→ What to work on:
Add -14 to every x and y coordinate in the answers, and write out all the lines of the data starting at the line that contains "the white sneaker" and ending at the end of the data, requests included.

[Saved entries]
- - - - - - -
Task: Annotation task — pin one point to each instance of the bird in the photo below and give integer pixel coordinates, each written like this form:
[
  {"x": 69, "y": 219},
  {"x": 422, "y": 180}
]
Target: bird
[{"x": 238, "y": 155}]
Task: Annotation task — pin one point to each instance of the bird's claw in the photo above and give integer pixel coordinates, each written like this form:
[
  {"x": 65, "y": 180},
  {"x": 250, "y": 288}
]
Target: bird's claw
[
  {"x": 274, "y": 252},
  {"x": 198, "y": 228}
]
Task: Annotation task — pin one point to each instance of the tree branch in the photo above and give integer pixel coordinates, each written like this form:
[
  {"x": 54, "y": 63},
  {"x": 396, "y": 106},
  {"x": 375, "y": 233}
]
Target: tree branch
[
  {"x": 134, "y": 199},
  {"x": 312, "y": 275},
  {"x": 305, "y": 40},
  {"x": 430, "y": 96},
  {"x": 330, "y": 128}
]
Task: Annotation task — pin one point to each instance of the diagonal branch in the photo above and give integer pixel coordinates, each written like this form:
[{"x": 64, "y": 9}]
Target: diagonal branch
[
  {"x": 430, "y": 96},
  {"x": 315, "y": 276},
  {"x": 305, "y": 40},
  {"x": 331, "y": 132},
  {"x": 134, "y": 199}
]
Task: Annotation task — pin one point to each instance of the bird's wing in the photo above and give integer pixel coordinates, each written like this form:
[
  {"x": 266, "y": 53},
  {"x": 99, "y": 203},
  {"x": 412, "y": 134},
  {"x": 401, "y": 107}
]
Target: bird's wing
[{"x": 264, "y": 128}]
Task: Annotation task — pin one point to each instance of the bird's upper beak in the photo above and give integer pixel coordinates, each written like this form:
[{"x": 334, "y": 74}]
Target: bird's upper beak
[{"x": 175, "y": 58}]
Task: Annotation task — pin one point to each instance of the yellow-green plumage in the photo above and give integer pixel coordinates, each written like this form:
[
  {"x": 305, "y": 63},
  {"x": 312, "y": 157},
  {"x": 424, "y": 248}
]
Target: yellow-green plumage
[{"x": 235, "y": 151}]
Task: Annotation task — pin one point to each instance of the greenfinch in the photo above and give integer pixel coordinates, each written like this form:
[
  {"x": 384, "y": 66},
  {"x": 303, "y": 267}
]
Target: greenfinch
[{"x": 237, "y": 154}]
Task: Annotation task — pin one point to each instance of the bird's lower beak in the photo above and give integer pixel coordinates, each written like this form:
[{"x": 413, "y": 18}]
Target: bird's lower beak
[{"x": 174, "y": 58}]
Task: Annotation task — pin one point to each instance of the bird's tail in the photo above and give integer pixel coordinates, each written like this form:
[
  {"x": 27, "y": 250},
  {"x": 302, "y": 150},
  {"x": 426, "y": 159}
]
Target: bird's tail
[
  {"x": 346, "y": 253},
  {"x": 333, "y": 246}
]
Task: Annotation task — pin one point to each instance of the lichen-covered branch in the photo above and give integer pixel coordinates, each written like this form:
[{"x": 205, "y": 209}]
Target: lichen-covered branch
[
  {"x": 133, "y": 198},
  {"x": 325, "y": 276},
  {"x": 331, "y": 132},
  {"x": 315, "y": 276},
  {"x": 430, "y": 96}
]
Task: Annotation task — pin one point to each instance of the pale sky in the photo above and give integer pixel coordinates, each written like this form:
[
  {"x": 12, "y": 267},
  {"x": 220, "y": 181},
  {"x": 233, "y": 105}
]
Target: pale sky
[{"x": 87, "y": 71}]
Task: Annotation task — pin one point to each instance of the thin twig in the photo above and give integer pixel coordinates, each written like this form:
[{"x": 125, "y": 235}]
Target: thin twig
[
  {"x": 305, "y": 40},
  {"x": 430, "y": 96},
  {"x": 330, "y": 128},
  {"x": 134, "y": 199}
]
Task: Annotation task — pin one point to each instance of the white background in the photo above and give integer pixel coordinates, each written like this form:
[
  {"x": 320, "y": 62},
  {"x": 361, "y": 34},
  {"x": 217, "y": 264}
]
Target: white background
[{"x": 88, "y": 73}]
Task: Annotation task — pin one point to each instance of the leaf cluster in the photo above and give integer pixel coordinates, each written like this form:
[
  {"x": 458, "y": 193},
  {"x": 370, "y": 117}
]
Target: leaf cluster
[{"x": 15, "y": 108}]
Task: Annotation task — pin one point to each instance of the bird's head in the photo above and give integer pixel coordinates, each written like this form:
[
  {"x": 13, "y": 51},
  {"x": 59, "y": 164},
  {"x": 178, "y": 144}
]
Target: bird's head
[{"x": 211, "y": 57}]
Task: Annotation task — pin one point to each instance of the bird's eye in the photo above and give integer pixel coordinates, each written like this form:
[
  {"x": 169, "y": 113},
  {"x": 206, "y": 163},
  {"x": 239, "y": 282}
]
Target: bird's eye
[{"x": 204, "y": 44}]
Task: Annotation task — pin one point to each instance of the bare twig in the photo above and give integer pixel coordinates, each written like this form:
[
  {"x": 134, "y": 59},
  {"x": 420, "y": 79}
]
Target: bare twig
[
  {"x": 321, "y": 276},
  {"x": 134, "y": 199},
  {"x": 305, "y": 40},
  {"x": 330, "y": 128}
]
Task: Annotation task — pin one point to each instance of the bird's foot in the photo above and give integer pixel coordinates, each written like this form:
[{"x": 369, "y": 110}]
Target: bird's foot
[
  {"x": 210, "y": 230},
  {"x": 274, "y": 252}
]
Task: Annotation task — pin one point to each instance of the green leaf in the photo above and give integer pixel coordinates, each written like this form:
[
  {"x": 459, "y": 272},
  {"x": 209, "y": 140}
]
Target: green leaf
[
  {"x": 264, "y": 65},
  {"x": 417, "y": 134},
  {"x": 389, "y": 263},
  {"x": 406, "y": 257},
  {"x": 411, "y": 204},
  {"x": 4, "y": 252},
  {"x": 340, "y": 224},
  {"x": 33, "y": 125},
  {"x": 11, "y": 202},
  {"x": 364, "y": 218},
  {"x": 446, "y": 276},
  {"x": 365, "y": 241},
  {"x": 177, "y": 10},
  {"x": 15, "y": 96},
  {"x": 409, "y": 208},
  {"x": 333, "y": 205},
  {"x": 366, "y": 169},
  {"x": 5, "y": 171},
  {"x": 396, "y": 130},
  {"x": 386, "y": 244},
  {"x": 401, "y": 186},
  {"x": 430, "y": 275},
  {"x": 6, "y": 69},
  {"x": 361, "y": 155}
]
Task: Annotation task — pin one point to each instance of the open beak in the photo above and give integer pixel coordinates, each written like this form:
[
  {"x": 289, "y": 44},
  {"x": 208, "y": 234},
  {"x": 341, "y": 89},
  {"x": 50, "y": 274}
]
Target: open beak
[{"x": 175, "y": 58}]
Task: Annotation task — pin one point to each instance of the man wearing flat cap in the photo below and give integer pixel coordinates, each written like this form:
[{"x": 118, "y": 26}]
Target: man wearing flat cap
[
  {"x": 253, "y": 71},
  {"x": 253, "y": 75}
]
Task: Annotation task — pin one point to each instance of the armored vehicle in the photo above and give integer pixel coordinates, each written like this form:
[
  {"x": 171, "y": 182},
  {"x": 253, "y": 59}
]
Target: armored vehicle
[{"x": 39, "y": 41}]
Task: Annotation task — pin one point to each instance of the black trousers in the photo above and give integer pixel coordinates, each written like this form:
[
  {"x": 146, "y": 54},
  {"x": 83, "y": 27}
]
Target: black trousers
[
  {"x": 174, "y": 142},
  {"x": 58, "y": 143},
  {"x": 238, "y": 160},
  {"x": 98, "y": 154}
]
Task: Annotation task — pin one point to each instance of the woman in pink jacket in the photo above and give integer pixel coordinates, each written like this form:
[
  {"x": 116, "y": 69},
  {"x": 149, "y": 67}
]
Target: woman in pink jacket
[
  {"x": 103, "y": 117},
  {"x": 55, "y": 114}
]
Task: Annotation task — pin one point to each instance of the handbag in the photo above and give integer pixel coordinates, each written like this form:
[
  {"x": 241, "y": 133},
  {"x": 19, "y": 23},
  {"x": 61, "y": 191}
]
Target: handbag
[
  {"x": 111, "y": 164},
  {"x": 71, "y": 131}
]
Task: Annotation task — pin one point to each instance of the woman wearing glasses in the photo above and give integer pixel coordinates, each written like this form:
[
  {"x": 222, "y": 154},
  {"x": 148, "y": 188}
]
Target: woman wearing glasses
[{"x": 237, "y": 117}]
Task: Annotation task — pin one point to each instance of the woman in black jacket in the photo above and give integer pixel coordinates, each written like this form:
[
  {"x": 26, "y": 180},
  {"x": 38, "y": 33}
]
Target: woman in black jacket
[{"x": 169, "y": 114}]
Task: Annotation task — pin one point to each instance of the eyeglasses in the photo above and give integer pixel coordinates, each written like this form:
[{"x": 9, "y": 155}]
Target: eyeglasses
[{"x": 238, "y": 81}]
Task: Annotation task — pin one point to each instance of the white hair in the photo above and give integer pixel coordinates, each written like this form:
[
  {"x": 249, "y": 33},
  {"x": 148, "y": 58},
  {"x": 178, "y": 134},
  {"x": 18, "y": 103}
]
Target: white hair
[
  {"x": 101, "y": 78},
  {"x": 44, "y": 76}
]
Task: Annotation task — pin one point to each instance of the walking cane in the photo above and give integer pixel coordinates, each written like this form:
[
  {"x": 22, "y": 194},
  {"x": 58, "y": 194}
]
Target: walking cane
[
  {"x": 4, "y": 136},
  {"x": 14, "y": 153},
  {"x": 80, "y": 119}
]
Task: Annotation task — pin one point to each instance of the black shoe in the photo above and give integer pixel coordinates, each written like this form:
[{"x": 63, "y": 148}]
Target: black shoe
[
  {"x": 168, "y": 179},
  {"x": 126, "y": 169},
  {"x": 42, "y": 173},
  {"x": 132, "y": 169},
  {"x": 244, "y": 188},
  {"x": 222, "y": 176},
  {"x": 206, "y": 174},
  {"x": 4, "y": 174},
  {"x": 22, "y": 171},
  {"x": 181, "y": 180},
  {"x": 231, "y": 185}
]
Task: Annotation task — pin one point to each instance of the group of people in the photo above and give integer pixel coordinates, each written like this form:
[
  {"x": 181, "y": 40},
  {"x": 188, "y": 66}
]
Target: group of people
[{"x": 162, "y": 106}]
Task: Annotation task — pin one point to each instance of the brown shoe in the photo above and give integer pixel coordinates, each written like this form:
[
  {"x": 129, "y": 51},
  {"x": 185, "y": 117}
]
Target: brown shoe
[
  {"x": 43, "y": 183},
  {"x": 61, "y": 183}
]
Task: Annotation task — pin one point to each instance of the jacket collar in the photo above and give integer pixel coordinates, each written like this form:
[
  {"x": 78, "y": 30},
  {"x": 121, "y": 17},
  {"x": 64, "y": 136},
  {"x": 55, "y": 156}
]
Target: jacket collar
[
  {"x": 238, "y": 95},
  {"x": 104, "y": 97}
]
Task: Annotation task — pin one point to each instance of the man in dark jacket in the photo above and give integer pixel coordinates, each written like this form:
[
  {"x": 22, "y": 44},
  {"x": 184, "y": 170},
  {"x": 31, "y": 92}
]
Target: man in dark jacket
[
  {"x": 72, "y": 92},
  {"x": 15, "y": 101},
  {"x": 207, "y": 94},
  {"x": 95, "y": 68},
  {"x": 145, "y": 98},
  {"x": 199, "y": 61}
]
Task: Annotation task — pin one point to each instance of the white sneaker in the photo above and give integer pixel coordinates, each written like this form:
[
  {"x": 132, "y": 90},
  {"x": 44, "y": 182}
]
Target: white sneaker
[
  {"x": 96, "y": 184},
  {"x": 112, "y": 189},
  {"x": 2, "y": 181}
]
- - - - - - -
→ The completed task:
Task: Annotation task — pin one point to each instance of the white sneaker in the photo above and give integer pixel coordinates, each written like this form:
[
  {"x": 132, "y": 90},
  {"x": 44, "y": 182}
]
Target: white sneaker
[
  {"x": 82, "y": 170},
  {"x": 98, "y": 175},
  {"x": -12, "y": 167}
]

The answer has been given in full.